(Records from a data collection)

⟨

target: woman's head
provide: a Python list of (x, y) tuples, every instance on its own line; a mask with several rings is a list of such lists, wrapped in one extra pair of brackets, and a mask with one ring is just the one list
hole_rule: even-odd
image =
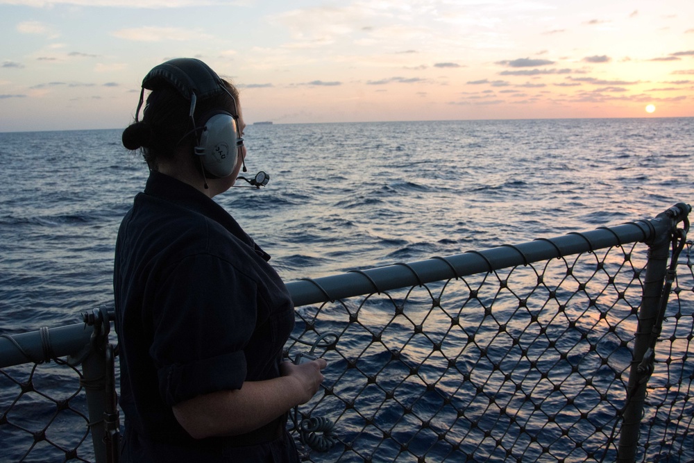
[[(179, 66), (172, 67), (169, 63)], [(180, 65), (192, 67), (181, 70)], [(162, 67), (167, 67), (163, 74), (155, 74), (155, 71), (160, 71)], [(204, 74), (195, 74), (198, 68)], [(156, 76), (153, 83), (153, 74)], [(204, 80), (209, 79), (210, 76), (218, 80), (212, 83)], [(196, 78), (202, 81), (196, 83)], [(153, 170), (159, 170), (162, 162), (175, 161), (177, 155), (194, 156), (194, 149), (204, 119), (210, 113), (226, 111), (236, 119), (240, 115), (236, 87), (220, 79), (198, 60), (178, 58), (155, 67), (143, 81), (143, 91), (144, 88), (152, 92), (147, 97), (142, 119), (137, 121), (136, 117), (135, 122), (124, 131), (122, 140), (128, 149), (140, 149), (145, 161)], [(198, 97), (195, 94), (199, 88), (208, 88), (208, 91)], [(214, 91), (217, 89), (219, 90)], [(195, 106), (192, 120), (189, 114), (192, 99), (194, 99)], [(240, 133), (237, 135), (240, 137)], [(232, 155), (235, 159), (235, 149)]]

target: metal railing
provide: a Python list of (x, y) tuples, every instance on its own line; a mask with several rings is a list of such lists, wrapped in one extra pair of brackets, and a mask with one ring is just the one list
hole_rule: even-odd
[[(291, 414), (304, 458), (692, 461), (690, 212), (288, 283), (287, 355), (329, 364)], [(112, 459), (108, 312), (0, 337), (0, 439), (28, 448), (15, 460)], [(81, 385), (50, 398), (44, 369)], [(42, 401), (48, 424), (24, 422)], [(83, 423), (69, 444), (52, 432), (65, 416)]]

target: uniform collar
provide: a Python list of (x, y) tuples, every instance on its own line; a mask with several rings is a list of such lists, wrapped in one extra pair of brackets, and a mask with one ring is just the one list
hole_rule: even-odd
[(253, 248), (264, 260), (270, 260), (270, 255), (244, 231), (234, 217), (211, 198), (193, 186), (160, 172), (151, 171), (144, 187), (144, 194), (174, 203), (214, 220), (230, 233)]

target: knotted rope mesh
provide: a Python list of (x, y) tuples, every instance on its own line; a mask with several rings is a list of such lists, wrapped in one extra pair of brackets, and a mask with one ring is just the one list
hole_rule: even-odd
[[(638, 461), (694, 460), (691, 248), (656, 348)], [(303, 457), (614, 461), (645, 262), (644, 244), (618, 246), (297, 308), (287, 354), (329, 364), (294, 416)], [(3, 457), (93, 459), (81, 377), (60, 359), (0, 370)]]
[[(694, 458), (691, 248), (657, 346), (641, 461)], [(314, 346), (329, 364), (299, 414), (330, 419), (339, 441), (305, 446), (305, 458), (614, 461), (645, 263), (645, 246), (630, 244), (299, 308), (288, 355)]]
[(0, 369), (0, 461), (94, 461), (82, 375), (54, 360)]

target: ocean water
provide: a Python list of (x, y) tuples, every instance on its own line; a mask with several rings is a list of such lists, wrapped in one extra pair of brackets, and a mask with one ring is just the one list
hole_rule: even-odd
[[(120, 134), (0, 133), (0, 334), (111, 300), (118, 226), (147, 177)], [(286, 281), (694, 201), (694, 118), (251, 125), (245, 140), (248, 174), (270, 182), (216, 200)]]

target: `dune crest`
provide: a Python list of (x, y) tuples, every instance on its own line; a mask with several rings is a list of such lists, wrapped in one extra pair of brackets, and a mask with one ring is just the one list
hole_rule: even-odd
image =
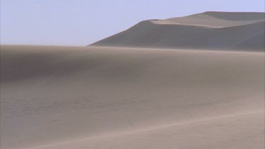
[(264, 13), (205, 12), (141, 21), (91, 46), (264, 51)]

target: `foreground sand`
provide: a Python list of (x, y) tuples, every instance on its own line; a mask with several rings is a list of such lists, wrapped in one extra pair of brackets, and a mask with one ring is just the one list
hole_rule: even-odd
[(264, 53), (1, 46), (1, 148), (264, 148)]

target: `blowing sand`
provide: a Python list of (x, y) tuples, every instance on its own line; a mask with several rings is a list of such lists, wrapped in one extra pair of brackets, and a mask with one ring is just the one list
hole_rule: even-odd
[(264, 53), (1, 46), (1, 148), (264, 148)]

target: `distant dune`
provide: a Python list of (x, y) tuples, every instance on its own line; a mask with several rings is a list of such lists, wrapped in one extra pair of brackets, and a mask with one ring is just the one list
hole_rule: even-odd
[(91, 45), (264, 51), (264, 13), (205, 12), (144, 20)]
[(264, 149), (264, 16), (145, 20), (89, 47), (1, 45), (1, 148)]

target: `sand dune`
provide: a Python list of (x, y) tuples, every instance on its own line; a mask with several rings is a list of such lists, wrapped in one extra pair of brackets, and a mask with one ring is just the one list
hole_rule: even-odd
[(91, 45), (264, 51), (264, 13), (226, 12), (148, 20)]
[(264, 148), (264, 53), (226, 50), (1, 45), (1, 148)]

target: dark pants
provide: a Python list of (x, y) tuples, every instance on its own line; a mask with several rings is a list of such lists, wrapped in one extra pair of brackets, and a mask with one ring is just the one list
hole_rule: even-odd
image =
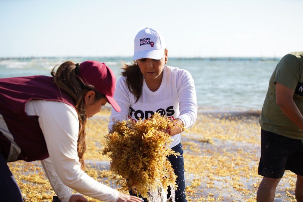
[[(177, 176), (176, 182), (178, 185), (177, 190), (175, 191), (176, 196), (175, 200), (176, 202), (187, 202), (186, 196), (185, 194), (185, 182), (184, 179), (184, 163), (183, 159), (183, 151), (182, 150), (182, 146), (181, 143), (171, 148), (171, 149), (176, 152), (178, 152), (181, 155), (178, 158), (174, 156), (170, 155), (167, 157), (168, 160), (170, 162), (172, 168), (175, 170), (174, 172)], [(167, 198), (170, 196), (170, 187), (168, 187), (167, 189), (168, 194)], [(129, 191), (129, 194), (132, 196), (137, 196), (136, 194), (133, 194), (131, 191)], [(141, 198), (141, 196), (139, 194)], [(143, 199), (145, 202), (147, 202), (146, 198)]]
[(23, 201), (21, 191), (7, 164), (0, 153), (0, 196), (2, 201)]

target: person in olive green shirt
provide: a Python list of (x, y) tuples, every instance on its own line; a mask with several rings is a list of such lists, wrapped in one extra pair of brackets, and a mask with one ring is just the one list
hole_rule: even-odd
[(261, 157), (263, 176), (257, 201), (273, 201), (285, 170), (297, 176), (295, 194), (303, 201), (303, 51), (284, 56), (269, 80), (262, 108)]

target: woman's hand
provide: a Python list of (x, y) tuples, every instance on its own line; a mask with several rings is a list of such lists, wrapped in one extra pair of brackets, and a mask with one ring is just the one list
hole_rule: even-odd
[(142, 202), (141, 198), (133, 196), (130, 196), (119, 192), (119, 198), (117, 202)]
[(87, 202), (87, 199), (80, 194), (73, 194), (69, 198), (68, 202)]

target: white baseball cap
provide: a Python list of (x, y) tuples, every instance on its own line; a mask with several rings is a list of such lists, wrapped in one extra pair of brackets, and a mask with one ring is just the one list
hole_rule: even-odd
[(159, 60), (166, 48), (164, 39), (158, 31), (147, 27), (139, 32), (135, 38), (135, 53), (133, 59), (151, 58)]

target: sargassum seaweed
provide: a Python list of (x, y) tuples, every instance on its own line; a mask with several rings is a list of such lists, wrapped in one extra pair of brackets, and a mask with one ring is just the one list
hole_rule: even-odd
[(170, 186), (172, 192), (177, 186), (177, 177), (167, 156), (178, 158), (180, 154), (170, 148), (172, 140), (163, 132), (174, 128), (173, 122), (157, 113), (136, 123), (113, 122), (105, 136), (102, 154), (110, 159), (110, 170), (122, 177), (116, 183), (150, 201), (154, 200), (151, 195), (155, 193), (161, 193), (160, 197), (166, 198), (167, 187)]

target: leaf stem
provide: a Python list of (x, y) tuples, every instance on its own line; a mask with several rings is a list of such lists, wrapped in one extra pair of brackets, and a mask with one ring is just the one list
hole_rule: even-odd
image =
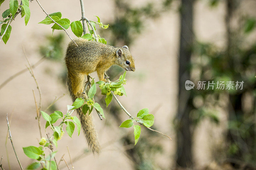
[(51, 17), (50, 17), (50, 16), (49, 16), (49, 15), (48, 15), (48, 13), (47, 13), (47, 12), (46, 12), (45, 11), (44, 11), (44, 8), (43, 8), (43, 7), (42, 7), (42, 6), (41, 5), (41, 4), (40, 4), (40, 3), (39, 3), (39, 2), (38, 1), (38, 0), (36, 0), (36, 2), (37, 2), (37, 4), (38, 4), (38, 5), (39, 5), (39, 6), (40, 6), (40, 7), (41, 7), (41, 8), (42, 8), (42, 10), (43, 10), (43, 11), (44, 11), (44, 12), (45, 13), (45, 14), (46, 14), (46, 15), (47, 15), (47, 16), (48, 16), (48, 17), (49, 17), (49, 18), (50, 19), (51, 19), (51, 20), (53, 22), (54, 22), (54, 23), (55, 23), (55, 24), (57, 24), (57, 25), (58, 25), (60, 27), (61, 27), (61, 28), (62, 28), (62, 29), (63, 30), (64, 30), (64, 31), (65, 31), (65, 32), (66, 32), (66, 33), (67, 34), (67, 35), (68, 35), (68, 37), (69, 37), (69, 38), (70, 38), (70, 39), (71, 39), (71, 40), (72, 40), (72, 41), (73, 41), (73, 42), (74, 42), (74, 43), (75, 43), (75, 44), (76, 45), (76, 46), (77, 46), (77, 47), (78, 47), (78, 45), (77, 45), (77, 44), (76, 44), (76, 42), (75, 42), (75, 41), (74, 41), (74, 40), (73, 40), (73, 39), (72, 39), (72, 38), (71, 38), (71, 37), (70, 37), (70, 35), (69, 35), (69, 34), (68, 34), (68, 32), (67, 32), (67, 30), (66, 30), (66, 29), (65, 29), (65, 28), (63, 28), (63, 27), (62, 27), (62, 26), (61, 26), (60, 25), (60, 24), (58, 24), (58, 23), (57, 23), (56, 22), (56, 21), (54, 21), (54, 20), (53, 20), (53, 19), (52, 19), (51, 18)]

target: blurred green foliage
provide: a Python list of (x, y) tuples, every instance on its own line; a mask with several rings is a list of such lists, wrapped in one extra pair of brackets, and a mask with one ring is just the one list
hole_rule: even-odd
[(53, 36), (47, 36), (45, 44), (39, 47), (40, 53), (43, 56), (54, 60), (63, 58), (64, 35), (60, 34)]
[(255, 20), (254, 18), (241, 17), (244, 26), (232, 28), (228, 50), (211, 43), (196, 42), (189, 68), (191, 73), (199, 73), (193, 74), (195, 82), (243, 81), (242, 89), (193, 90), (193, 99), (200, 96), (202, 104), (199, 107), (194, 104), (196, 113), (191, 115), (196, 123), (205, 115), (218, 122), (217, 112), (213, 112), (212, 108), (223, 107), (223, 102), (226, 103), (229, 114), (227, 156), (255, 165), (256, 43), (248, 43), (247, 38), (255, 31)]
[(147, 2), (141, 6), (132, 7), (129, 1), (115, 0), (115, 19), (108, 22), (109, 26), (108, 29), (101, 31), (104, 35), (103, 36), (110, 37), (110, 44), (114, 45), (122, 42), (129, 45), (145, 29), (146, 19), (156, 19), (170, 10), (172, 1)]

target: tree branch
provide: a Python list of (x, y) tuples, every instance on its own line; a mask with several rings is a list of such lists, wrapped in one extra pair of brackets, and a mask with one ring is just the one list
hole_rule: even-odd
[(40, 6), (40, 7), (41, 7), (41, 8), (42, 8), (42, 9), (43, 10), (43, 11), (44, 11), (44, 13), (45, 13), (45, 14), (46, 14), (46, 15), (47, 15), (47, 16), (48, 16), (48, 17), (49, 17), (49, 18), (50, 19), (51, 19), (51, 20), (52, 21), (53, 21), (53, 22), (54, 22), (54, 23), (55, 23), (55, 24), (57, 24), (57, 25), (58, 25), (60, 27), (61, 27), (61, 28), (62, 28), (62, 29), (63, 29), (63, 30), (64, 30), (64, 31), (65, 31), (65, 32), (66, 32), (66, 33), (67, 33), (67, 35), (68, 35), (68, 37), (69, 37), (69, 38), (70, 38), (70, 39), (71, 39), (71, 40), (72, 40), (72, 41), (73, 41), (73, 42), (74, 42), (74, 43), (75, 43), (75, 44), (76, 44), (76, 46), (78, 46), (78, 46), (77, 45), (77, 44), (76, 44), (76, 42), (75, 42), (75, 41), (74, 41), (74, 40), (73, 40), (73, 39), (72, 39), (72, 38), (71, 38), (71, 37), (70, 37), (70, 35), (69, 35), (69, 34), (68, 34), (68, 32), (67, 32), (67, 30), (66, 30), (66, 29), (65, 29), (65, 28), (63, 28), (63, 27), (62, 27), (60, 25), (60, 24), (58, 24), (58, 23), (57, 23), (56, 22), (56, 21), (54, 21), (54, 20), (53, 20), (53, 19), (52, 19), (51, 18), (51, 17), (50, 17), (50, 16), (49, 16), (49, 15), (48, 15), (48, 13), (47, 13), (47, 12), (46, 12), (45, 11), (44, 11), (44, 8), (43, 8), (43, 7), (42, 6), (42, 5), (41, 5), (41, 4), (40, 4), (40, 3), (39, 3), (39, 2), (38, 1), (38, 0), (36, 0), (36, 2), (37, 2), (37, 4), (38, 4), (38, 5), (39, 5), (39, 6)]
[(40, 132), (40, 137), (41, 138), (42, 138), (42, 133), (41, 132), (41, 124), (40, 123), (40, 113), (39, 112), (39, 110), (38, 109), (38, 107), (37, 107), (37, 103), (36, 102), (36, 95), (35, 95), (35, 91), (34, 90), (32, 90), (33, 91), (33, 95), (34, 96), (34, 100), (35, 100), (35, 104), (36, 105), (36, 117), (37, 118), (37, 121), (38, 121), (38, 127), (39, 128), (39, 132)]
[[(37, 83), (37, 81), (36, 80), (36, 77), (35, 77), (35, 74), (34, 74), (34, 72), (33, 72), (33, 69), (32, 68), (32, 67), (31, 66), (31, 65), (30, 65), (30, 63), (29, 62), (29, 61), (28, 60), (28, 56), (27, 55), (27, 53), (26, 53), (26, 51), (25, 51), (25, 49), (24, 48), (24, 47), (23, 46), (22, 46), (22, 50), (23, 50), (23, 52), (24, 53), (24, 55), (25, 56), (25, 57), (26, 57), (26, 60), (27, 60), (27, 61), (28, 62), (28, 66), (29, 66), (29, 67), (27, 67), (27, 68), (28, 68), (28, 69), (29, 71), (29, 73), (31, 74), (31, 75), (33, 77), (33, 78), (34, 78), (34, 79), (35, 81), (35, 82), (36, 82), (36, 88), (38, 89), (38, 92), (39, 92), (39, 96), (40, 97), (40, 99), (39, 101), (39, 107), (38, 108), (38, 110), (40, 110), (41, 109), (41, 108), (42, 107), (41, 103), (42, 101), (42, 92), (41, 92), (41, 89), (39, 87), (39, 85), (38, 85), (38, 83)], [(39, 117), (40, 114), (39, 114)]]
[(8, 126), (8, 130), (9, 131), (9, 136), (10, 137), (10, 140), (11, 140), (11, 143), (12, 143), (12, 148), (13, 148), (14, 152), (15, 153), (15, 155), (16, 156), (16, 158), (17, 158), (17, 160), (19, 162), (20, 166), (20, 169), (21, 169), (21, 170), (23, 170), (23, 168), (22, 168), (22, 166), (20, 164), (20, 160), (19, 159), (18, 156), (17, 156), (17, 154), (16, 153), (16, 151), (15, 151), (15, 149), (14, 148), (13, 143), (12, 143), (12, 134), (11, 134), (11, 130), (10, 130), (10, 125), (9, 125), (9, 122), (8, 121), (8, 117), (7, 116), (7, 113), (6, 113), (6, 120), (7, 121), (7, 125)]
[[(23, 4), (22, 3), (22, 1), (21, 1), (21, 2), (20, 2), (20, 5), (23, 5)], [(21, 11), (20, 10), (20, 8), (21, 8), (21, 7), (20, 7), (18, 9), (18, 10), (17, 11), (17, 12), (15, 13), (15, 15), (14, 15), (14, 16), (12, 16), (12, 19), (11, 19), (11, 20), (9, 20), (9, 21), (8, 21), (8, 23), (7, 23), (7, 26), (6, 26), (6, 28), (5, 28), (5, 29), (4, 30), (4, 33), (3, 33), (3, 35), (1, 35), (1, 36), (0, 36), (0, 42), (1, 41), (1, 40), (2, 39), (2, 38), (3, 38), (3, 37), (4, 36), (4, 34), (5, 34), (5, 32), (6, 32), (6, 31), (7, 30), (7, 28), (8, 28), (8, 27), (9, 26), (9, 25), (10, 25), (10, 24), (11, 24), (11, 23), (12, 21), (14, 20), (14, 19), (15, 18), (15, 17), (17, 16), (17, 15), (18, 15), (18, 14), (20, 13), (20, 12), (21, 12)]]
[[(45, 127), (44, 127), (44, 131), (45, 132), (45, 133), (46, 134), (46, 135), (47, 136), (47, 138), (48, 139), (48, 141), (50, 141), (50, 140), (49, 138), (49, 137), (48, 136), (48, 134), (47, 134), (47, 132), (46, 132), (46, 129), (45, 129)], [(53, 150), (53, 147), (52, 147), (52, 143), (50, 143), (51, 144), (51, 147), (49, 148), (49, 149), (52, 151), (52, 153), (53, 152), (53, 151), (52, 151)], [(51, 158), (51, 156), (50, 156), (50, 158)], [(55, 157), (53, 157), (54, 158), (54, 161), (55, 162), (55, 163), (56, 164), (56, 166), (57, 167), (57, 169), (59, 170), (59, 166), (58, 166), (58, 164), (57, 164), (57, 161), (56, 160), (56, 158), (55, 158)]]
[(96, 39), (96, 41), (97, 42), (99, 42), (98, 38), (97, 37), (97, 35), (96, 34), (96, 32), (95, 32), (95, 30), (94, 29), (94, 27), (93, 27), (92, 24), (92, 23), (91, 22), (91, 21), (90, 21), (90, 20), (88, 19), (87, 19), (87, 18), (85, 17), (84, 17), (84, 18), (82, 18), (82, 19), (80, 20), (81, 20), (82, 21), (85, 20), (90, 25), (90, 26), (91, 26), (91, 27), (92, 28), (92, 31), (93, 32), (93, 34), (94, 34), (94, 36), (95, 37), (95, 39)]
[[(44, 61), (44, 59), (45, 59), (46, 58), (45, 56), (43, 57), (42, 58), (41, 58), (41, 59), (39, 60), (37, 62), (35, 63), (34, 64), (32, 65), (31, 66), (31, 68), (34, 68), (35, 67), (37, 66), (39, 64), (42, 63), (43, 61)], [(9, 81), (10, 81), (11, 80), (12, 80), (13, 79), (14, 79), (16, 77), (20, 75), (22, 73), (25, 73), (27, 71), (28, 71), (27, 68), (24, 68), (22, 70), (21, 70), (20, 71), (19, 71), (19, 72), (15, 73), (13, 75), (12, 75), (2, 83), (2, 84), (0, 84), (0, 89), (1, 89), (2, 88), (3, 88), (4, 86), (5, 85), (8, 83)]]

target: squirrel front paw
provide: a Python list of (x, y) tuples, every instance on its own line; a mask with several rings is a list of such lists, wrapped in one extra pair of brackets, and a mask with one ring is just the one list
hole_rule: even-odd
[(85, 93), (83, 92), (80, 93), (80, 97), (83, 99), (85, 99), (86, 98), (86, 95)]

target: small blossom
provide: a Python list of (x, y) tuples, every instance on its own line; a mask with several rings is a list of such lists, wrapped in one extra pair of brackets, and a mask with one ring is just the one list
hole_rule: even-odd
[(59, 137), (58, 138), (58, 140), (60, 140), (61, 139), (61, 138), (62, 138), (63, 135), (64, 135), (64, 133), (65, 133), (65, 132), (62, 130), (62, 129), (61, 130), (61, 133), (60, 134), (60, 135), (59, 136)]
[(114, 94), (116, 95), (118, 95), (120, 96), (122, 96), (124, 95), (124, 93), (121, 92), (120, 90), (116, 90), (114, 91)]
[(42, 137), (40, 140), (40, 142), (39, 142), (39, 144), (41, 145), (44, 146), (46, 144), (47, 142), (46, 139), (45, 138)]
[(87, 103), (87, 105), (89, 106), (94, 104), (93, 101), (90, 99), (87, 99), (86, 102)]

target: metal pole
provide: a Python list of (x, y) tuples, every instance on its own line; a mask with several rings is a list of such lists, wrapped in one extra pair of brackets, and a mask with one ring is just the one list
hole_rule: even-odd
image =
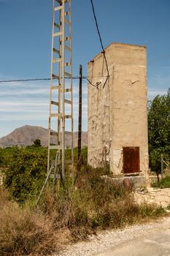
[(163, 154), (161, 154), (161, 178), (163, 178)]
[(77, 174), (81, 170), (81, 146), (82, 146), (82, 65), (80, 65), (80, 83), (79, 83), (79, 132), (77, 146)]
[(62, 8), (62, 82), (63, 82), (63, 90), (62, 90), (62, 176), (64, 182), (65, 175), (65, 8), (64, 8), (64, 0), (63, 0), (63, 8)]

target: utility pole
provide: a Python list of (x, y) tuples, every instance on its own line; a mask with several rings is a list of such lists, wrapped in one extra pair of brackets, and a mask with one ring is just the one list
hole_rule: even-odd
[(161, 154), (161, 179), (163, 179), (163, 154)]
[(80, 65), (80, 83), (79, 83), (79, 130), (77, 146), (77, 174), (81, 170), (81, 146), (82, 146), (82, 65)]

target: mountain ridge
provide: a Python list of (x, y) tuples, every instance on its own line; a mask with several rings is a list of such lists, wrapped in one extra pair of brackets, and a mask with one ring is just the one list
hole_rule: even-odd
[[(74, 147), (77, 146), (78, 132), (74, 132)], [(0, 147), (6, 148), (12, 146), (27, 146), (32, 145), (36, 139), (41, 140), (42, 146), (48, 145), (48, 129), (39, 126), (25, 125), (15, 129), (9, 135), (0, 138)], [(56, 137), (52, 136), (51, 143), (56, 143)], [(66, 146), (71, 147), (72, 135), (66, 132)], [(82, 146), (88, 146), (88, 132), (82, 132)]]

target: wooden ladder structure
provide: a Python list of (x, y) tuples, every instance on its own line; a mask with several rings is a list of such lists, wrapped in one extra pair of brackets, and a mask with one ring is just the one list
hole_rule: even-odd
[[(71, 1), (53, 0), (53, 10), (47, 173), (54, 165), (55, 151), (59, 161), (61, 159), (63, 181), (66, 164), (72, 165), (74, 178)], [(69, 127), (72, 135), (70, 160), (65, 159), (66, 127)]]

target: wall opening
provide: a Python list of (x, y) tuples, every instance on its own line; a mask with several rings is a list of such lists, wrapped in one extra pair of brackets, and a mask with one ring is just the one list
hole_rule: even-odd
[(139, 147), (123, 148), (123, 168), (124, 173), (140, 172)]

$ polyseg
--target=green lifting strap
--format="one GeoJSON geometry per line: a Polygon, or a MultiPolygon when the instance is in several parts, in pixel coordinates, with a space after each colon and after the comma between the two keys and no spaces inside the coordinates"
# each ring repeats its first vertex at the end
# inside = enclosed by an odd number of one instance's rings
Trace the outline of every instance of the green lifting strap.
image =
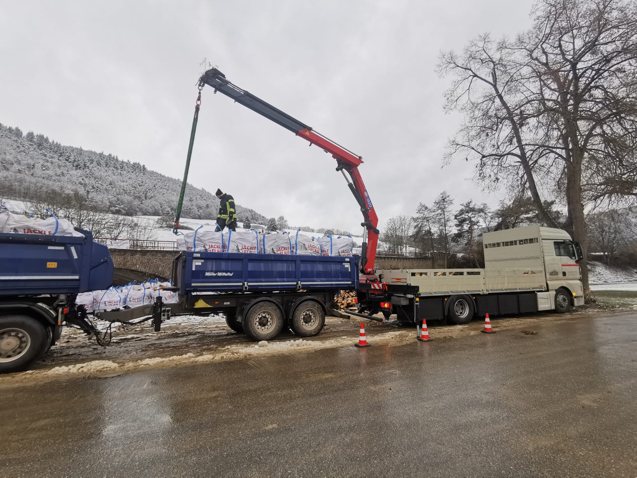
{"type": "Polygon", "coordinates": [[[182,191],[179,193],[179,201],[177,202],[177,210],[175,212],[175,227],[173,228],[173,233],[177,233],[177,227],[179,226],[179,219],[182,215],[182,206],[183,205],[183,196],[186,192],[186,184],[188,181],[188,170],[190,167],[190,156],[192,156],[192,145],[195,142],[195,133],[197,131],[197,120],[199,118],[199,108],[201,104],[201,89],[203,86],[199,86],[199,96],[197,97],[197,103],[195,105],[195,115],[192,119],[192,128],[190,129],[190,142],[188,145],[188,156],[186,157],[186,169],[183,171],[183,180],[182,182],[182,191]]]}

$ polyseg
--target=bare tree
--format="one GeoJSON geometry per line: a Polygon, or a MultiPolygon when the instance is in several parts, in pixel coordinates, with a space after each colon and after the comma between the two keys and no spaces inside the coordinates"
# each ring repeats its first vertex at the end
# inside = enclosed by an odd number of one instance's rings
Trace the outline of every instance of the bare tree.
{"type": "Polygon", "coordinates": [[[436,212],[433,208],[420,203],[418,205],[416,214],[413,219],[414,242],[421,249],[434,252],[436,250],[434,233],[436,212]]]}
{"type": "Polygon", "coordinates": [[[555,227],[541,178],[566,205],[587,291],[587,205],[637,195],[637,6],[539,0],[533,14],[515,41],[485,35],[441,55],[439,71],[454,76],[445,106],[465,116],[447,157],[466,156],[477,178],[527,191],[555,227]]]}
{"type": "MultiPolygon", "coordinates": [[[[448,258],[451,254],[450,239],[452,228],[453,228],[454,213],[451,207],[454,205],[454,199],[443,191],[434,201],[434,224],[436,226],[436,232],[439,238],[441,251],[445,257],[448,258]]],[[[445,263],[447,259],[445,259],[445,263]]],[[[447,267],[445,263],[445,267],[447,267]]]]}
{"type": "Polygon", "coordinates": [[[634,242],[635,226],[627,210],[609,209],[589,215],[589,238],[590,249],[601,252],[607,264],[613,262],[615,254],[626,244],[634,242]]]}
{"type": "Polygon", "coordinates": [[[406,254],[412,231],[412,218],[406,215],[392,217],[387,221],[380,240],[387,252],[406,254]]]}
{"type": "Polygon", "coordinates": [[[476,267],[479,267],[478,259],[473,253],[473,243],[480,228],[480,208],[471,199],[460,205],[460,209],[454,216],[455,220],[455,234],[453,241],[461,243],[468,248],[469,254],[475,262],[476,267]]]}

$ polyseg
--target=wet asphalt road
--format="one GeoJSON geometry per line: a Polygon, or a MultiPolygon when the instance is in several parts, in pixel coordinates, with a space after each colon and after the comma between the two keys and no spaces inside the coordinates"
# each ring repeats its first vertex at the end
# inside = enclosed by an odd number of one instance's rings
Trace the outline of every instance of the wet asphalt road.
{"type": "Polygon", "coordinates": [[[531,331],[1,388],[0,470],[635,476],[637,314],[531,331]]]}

⟩

= TASK DIRECTIONS =
Put the records starting at the line that contains "target: metal pole" and ending at the line that contains "132), (82, 132)]]" into a two-column CSV with the columns request and answer, one row per record, each field quoted and with line breaks turned into spaces. Leave the pictures out.

= TASK OUTPUT =
request,answer
"target: metal pole provide: a Python list of (x, y) tuples, every instance on its own line; a mask with several rings is a list of such lists, wrapped in one extra pair of brackets, and a mask with one ring is just the one list hole_rule: even-odd image =","[(163, 154), (161, 154), (161, 178), (163, 178)] [(77, 174), (81, 170), (81, 146), (82, 146), (82, 65), (80, 65), (80, 83), (79, 83), (79, 132), (77, 146)] [(62, 8), (62, 82), (63, 82), (63, 90), (62, 90), (62, 176), (64, 182), (65, 175), (65, 8), (64, 8), (64, 0), (63, 0), (63, 8)]"
"target: utility pole provide: a Python list of (x, y) tuples, every instance on its own line; a mask with several rings is a list of such lists, wrapped in one extra pair of brackets, and a mask with one ring is just the one list hole_rule: even-odd","[(161, 154), (161, 179), (163, 179), (163, 154)] [(80, 65), (80, 83), (79, 83), (79, 130), (77, 146), (77, 174), (81, 170), (81, 146), (82, 146), (82, 65)]"
"target: mountain ridge provide: a Python list of (x, y) tuples, every instance on its own line; a mask with several rings is a list of such lists, wrapped in one extra pair of brackets, and a mask with one ring is just the one list hole_rule: even-odd","[[(74, 147), (77, 146), (78, 132), (74, 132)], [(0, 147), (6, 148), (12, 146), (27, 146), (32, 145), (36, 139), (41, 140), (42, 146), (48, 145), (48, 129), (39, 126), (25, 125), (15, 129), (9, 135), (0, 138)], [(56, 137), (52, 136), (51, 143), (56, 143)], [(66, 146), (71, 147), (72, 135), (66, 132)], [(82, 146), (88, 146), (88, 132), (82, 132)]]"